== Extracted entries ==

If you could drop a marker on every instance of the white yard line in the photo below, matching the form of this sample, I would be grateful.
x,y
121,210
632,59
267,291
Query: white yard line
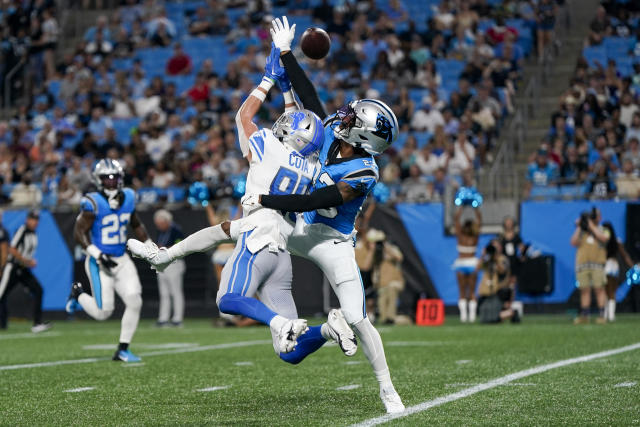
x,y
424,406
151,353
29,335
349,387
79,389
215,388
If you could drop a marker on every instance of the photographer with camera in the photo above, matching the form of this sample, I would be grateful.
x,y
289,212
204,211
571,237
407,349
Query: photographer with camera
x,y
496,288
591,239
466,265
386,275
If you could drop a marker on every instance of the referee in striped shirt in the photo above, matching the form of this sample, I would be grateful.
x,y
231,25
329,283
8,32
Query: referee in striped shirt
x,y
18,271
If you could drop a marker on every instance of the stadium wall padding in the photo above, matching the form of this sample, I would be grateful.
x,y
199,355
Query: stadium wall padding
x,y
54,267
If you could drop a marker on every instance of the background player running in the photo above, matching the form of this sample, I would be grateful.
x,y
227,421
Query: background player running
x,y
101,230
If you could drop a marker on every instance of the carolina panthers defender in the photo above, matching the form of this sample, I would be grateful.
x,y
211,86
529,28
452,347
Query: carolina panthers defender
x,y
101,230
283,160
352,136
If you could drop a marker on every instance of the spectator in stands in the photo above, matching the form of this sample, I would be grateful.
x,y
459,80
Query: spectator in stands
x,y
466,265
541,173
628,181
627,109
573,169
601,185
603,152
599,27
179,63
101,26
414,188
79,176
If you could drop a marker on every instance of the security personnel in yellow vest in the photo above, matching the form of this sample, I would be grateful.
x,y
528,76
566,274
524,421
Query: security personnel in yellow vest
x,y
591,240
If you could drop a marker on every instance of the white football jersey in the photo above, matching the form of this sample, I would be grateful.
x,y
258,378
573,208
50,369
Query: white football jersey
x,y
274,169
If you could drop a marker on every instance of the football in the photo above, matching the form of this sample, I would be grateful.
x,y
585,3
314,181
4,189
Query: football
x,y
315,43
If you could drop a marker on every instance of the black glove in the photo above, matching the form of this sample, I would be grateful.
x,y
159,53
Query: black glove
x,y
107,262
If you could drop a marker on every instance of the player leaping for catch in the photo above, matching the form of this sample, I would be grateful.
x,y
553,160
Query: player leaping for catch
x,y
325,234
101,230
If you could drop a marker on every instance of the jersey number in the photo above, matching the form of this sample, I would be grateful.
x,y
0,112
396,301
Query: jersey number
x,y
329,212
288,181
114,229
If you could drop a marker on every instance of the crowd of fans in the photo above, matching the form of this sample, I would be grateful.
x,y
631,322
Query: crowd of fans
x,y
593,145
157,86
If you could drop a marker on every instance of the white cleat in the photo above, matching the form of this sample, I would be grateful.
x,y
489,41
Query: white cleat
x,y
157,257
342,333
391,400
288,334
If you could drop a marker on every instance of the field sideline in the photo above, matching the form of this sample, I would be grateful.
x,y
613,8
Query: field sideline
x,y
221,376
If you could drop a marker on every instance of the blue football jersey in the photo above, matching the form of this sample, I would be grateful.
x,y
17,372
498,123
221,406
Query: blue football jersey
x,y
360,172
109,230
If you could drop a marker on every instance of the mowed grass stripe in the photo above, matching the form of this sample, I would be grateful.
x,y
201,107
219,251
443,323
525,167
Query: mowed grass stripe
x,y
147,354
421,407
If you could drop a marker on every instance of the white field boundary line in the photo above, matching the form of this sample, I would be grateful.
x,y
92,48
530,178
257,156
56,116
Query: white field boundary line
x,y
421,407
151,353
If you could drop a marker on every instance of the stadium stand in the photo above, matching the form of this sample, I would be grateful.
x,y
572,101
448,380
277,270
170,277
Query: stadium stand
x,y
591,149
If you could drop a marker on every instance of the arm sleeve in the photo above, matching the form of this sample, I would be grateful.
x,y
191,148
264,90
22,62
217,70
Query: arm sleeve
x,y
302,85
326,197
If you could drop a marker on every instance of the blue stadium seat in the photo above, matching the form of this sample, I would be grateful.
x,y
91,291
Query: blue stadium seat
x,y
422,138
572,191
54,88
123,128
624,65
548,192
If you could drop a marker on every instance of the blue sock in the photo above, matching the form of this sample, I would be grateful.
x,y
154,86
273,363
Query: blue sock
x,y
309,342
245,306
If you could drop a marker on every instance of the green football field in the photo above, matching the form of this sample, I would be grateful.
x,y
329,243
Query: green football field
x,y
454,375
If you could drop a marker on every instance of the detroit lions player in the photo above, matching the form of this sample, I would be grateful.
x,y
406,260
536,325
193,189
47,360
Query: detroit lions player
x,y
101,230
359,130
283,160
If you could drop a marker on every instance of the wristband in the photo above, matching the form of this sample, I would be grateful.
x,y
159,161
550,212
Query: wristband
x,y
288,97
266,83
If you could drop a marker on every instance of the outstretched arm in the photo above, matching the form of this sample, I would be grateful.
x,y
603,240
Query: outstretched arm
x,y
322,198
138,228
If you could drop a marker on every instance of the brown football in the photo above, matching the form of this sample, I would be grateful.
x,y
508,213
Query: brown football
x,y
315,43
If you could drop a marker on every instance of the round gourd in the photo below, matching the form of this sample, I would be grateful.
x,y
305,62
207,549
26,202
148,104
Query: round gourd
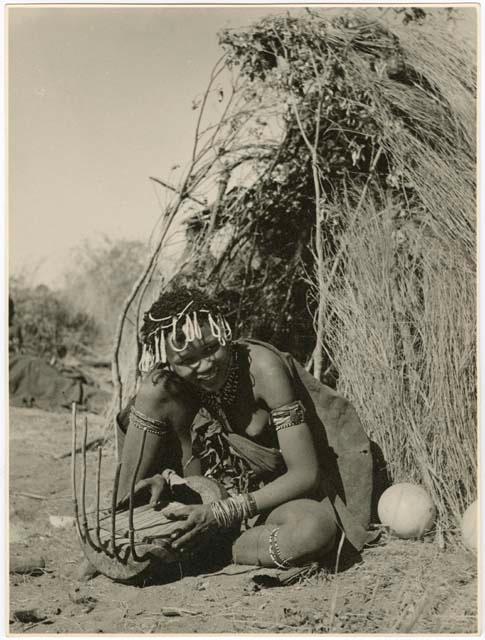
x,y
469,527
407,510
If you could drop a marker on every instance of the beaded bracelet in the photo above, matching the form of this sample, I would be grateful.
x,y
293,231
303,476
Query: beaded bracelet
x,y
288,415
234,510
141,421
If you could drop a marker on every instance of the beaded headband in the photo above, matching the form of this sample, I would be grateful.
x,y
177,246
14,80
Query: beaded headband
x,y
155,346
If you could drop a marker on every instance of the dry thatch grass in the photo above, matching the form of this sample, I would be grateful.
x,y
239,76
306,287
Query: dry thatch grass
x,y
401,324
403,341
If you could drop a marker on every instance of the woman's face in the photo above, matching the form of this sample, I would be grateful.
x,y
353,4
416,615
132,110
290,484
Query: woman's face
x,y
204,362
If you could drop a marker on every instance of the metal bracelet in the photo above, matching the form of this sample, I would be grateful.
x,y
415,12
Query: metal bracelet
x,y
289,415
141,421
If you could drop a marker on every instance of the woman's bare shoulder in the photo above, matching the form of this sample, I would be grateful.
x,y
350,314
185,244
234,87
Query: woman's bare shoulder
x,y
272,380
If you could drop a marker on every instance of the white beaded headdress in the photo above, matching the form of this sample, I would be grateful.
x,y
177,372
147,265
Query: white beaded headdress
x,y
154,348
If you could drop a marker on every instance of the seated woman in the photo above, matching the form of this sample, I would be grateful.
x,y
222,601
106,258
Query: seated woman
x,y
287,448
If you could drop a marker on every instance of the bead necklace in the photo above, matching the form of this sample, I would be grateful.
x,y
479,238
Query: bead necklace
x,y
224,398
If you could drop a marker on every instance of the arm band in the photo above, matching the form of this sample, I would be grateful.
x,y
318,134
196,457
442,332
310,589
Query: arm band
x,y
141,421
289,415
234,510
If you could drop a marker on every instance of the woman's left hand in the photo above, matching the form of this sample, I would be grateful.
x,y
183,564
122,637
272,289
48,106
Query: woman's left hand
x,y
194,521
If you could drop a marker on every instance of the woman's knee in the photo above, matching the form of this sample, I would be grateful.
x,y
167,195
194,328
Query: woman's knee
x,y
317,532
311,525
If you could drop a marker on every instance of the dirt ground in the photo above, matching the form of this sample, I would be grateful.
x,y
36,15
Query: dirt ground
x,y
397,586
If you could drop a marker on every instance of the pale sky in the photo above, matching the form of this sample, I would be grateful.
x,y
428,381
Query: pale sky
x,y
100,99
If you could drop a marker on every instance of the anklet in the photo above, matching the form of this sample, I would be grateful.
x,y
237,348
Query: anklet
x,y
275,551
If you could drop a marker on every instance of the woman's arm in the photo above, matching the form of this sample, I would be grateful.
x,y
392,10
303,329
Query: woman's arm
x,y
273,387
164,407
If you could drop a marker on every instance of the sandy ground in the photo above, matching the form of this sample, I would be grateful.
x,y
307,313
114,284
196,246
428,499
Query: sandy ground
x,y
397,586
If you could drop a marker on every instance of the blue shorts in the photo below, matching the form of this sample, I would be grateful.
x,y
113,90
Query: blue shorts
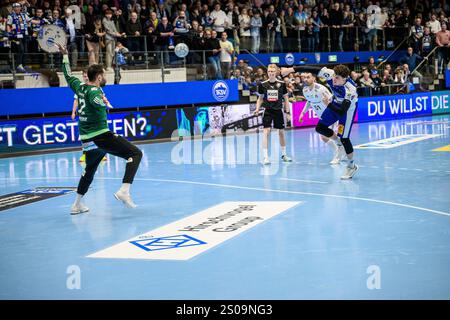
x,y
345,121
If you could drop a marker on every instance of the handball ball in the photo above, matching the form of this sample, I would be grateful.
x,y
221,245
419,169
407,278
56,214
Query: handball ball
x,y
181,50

===

> **Task objective**:
Pictures are not part of the copy. Extract exactly the lines from the line containing "the woman's left" through the final line of the entries above, both included.

> **Exercise output**:
If you could drop a marker on every instance of the woman's left hand in the photo above, matching the form of this sample, I would be grateful.
x,y
183,564
122,637
272,289
48,106
Query: woman's left hand
x,y
194,521
If you could drop a marker on every instance of the woman's knee in the photo above, matching the form of this sample, I would be grateful.
x,y
167,195
194,328
Query: woman's knee
x,y
317,532
311,525
If you could drop a marker on every instance of the dirt ground in the photo above, matching the form of this sample, I would be grateful.
x,y
36,15
Query: dirt ground
x,y
397,586
If you could drop a marker on every instance of the pale sky in the photo above, matching the form of this sample, I would be grateful.
x,y
428,381
Query: pale sky
x,y
100,99
If you could drop a marker on every instance of the anklet in the photo above, matching the form of this sample, I would be grateful.
x,y
237,348
Query: anklet
x,y
275,551
If you could drop a marker on every instance of the woman's arm in the photo above, matching the form of this sample, I would be grateful.
x,y
392,10
303,329
Query: woman's arm
x,y
273,387
164,407
If you could drop a marker on every instance of the sandy ground in the photo above, matching the form of this sample, I would be grateful.
x,y
307,313
114,284
196,246
428,499
Query: sandy ground
x,y
397,586
If you could drop a marker on every instance of the blue shorts in the photo below, matching the form of this sample, I would be grateful.
x,y
113,90
Query: blue shorts
x,y
345,121
If you could drop a marker on every instance of the handball ball in the photo above, matching the form of this sample, I would be grateful.
x,y
221,245
419,169
407,278
56,214
Query: handball ball
x,y
181,50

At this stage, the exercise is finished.